• _Exercise aim_
Copy the interview excerpt below on editorial leadership at Hearst Spain word for word, in full.

• _Excerpt_

In today’s world, saturated with noise and misinformation, human editorial judgment has become more valuable, not less. Readers are no longer simply looking for speed; they are searching for trusted voices and meaningful perspectives.


As Editorial Director across multiple Hearst titles, your role requires balancing many perspectives—creative, commercial, and cultural, not to mention giving autonomy to the respective brand editors-in-chief. How do you help inform decisions when global priorities and local intuition don’t immediately align? 

I’m incredibly fortunate because Hearst Spain has some of the best editors-in-chief imaginable: deeply committed to their brands, loyal to the company’s values and genuinely supportive of one another. There is very little ego and a great deal of collaboration—which, in media, is rare and precious.

My role is about connecting perspectives, encouraging creativity and creating an environment where talent feels trusted and empowered. Leadership today is not about imposing; it’s about creating alignment while protecting individuality. I often say that great editors need both soul and spine. Soul, because media is about empathy, emotion and human connection. Spine, because credibility requires rigor, ethics and courage. Especially today, when audiences are overwhelmed by content but starved for meaning.

• _Dataset_
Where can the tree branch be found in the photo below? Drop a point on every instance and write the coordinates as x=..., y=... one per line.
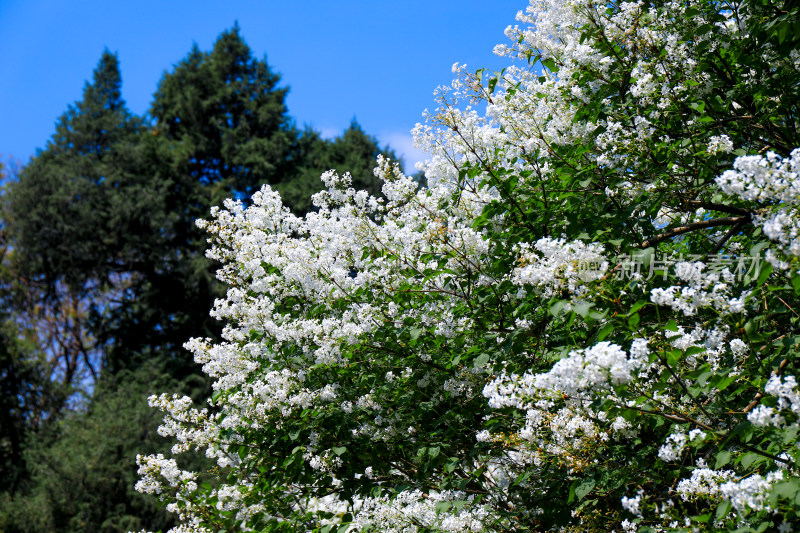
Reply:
x=680, y=230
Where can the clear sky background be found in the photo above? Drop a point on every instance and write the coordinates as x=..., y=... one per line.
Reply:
x=376, y=60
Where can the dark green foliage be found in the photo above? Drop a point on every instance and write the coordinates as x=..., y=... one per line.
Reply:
x=83, y=469
x=109, y=269
x=353, y=151
x=224, y=119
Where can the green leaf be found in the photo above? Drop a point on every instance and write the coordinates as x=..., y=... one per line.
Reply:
x=723, y=458
x=481, y=360
x=584, y=488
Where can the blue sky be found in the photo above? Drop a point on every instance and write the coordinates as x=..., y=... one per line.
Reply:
x=376, y=60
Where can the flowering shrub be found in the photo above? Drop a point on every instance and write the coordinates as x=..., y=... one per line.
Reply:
x=587, y=321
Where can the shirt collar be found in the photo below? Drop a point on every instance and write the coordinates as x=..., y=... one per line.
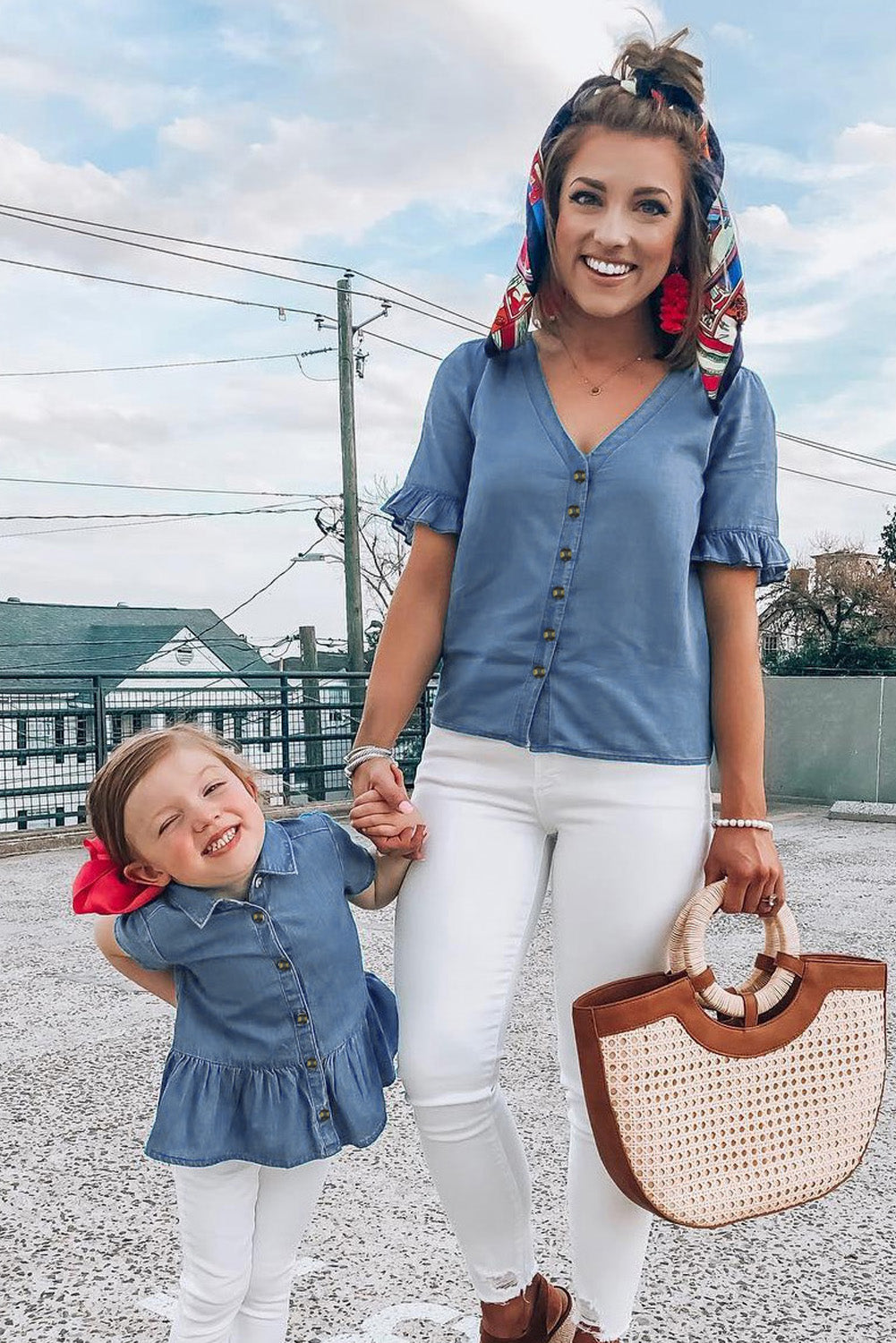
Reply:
x=276, y=860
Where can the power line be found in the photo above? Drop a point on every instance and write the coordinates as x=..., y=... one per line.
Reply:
x=235, y=512
x=153, y=521
x=402, y=346
x=223, y=265
x=180, y=363
x=169, y=489
x=829, y=480
x=164, y=289
x=24, y=211
x=190, y=293
x=839, y=451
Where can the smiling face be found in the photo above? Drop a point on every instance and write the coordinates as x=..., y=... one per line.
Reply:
x=619, y=215
x=191, y=819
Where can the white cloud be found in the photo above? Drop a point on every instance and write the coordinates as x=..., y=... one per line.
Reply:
x=868, y=142
x=732, y=34
x=767, y=226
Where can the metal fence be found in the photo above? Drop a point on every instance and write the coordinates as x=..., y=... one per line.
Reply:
x=294, y=728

• _Output of the exercise_
In today’s world, saturated with noise and misinformation, human editorial judgment has become more valuable, not less. Readers are no longer simply looking for speed; they are searching for trusted voices and meaningful perspectives.


As Editorial Director across multiple Hearst titles, your role requires balancing many perspectives—creative, commercial, and cultural, not to mention giving autonomy to the respective brand editors-in-chief. How do you help inform decisions when global priorities and local intuition don’t immediately align? 

I’m incredibly fortunate because Hearst Spain has some of the best editors-in-chief imaginable: deeply committed to their brands, loyal to the company’s values and genuinely supportive of one another. There is very little ego and a great deal of collaboration—which, in media, is rare and precious.

My role is about connecting perspectives, encouraging creativity and creating an environment where talent feels trusted and empowered. Leadership today is not about imposing; it’s about creating alignment while protecting individuality. I often say that great editors need both soul and spine. Soul, because media is about empathy, emotion and human connection. Spine, because credibility requires rigor, ethics and courage. Especially today, when audiences are overwhelmed by content but starved for meaning.